(Some rows)
* START *

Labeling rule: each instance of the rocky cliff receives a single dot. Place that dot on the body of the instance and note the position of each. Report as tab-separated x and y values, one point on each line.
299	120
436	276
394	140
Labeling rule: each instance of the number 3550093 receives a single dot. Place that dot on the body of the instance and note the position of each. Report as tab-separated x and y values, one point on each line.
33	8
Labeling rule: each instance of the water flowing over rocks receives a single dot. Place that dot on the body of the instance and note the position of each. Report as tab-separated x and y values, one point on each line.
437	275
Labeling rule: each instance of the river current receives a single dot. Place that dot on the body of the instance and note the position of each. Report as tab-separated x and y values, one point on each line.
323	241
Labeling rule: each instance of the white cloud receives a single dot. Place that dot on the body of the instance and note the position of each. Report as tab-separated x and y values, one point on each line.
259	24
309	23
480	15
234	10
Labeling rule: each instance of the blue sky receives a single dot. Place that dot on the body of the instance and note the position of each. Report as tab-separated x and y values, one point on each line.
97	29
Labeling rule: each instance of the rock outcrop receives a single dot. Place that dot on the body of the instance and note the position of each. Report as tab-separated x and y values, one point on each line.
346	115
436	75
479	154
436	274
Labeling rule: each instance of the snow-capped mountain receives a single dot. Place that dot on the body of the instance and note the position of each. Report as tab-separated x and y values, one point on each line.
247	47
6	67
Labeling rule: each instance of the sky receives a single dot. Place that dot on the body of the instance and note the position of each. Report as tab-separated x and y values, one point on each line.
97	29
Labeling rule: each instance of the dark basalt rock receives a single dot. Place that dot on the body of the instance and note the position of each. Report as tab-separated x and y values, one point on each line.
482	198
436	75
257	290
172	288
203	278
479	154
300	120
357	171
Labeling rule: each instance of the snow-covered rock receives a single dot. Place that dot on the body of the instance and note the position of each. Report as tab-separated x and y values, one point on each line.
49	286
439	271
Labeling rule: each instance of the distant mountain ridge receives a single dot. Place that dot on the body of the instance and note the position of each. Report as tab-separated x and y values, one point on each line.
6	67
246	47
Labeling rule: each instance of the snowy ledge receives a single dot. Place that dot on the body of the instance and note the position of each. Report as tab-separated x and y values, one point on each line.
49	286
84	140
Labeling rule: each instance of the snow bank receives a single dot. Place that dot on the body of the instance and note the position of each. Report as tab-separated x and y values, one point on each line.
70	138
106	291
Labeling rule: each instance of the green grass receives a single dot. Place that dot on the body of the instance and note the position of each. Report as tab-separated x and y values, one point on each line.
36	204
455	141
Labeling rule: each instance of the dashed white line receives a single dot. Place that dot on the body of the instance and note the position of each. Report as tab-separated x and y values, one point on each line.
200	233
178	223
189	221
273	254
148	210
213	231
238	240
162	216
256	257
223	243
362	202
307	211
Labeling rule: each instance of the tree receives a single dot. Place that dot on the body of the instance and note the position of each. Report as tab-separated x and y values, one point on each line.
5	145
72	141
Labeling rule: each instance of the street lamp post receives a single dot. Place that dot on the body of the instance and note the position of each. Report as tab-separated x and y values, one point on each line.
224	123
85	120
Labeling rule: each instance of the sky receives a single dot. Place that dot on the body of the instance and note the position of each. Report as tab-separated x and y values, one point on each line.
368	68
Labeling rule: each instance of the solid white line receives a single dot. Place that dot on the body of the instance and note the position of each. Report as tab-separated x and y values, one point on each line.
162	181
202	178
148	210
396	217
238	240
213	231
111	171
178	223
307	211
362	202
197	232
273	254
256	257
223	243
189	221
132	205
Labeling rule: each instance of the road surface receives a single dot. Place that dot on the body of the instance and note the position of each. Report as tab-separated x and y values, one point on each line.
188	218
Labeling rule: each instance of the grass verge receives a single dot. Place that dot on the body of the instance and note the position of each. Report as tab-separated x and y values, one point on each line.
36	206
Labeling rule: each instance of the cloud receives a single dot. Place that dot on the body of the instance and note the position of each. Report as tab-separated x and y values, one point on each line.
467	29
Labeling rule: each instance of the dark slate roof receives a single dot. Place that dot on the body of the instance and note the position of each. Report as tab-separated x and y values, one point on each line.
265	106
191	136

* END *

■ WHAT THIS TASK INVOLVES: Please copy out every line of the rows above, keeping each one unchanged.

■ COMPLETED TASK:
Labeling rule: each instance of the rocky cliff receives a single dot. Place that dot on the body of the instance and note the position of each. Report as tab-separated x and y values, one point on each line.
299	120
436	276
394	140
Labeling rule: each instance of the number 3550093 receives a single dot. Place that dot on the body of the instance and note the position of each. Report as tab-separated x and y values, one point on each line.
33	8
Labeling rule: each instance of the water flowing over rocks receives a single dot. Place that dot on the body of the instance and note the position of each. Report as tab-separated x and y values, one point on each line.
437	275
Labeling rule: each instance of the river current receives a single dot. Place that dot on the body of the instance and note the position of each. Report as tab-separated x and y values, one point on each line.
323	241
Labeling rule: each instance of the white cloud receives a single dot. Place that dot on the body of the instance and note the position of each. Report as tab-separated x and y values, one point on each line.
259	24
309	23
480	15
234	10
Labeling rule: each instance of the blue sky receives a single dot. Place that dot on the body of the instance and note the position of each. Report as tab-separated x and y values, one point on each line.
97	29
Labeling rule: each instance of the rock outcrop receives a single dot. Place that dot on the body of the instance and note the position of each. Report as tab-separated x and y values, one point on each line.
346	115
436	75
479	154
436	274
Labeling rule: each instance of the snow-capped mountain receives a single dot. Place that dot on the body of the instance and note the position of each. Report as tab-separated x and y values, one point on each line.
247	47
6	67
Labeling rule: each instance of the sky receives a single dot. Place that dot on the body of the instance and note the position of each. Report as tab-separated x and y values, one point on each line.
97	29
Labeling rule: each instance of the dark basalt rock receives a single dot. Place that dot on the body of the instance and note the position of each. Report as tab-separated x and y values, one point on each line.
482	198
436	75
257	290
172	288
203	278
479	154
300	120
357	171
Labeling rule: each instance of the snow-covered rock receives a single dot. Place that dot on the body of the instance and note the position of each. Report as tab-separated x and y values, one point on each line.
49	286
439	271
Labeling rule: each instance of the distant mountain ridge receives a single dot. Place that dot on the body of the instance and note the position of each. Report as tab-separated x and y values, one point on each line.
6	67
246	47
Labeling rule: each instance of the snowy ledge receives a single dot. Place that dot on the body of the instance and note the position of each. Report as tab-separated x and y values, one point on each line.
49	286
84	140
Labeling rule: each instance of the snow bank receives a single dot. Place that dot on the body of the instance and note the position of each. Report as tab-separated x and y values, one point on each line.
70	138
106	291
Labeling rule: each instance of the green grass receives a single dot. Place that dot on the body of the instance and note the position of each. Report as tab-separated x and y values, one point on each line.
36	204
455	141
Labeling rule: each instance of the dashed white line receives a single dot. Place that dot on the body of the instance and note the position of each. Report as tab-separated x and y values, one point on each line.
200	233
178	223
189	221
273	254
148	210
213	231
238	240
162	216
256	257
223	243
362	202
307	211
Labeling rule: each instance of the tree receives a single dot. Place that dot on the body of the instance and note the position of each. Report as tab-separated x and y values, one point on each line.
5	145
72	141
Labeling rule: each instance of the street lamp post receives a single dot. Place that dot on the body of the instance and note the position of each. Report as tab-separated x and y values, one point on each line.
224	123
85	120
Labeling rule: each instance of the sky receives a single dot. Place that dot on the body of the instance and note the position of each. Report as tab-separated x and y values, one point on each line.
368	68
Labeling rule: each instance of the solid white line receives a single dot. Place that dot on the body of the instance and note the position of each. Report as tab-separated x and y values, one point on each line.
162	181
202	178
148	210
396	217
238	240
213	231
111	171
178	223
307	211
362	202
197	232
273	254
256	257
223	243
189	221
132	205
Labeling rule: each instance of the road surface receives a single dot. Place that dot on the body of the instance and note the position of each. Report as tab-separated x and y values, one point on each line.
188	218
Labeling rule: each instance of the grass verge receives a single dot. Place that dot on the body of the instance and note the position of each. Report as tab-separated x and y values, one point on each line.
36	206
Labeling rule: each instance of the cloud receives a single dot. Place that dot on the body of the instance and note the position of each. Report as tab-separated x and y values, one point on each line.
467	29
Labeling rule: each instance of the dark slate roof receives a single dot. Place that dot on the body of the instance and note the position of each. Report as tab-separated x and y values, one point on each line.
265	106
191	136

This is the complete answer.